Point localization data
⟨
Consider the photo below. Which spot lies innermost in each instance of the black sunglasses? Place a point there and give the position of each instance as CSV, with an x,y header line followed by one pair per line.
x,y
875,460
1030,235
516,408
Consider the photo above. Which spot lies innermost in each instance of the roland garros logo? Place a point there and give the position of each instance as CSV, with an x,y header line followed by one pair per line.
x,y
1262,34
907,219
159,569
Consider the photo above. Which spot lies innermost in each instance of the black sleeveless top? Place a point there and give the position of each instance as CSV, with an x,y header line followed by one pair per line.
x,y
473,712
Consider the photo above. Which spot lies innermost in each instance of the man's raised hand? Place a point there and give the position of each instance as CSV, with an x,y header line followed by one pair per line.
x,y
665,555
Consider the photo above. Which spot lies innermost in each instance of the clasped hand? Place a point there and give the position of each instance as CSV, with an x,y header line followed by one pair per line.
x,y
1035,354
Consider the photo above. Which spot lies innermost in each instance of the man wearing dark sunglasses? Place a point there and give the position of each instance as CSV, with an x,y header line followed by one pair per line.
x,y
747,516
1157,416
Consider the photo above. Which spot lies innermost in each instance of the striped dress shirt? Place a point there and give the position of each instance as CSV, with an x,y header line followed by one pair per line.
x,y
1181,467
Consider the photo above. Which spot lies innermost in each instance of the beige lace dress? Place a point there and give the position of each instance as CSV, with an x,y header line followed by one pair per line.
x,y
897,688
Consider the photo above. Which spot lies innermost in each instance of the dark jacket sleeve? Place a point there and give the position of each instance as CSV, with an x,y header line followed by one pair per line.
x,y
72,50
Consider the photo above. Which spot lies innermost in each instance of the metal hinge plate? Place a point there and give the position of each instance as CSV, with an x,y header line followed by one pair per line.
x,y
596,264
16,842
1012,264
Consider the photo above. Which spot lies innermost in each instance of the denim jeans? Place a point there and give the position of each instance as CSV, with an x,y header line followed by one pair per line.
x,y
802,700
⟩
• [GOAL OF THE EXERCISE]
The data must be given again in full. Keep every line identical.

• [SOLUTION TO THIS EXERCISE]
Consider the photo below. Which spot lies innermost in each instance of the black sunglasses? Place a point there and give the position of each instance as CSV, with an x,y header line followed by one pair per line.
x,y
875,460
1030,235
516,408
Consider the photo above. Which spot lies innermost in each instance of the roland garros logo? Place a point there and give the position of each instance as CSV, with an x,y header line followed by one pair per line.
x,y
1262,34
907,219
159,569
Consider the photo above. Which spot lies innermost in each instance of the black sleeveless top? Place a point there and give the position of each instance as CSV, with an x,y header line followed by one pair per line.
x,y
473,712
Consider the photo above. Which spot lies innermost in each instance of the man's raised hand? Place a point there and give the position of each instance as CSV, with an x,y header line followed by one pair per line.
x,y
665,555
Consider the photo above. Which spot lies innermost in each instance of the clasped hand? Place a point there and give the position of each instance as CSV, with an x,y header line followed by one pair per line.
x,y
1035,354
Consider the photo above. Which spot lies innermost in each instance of the man wearing dark sunglasses? Place a point there and give the position of each instance as CSV, with an x,y header line followed by one pair per line.
x,y
747,516
1157,416
Consider the photo above. Which spot lies innermost in each instance of the striped dress shirt? Place a point there and give the position of each instance as CSV, with an x,y header line followed by one pair per line.
x,y
1181,467
Consider the photo above. Which spot lies innermost in each instance of the beige lace dress? Place a point there and give the position of each instance as CSV, with an x,y header line followed by one pair per line.
x,y
897,688
Consider the photo above. Which spot lies innermost in each instance of the dark jacket sleeve? Place a point there and give the position of each instance as CSV, with an x,y header line followed by one pair per line.
x,y
72,50
Consider the photo above. Which spot lies innermost in each instance of the metal hinge plate? Place a point there and give the position of each instance as CSV, with an x,y header line followed by one pair per line.
x,y
596,264
16,842
1012,264
Consider the photo above. Which spot lies innermost in each instance of the denim jeans? Place a point there and give the position of each instance as CSV, with an x,y header line followed by one pair per line.
x,y
802,700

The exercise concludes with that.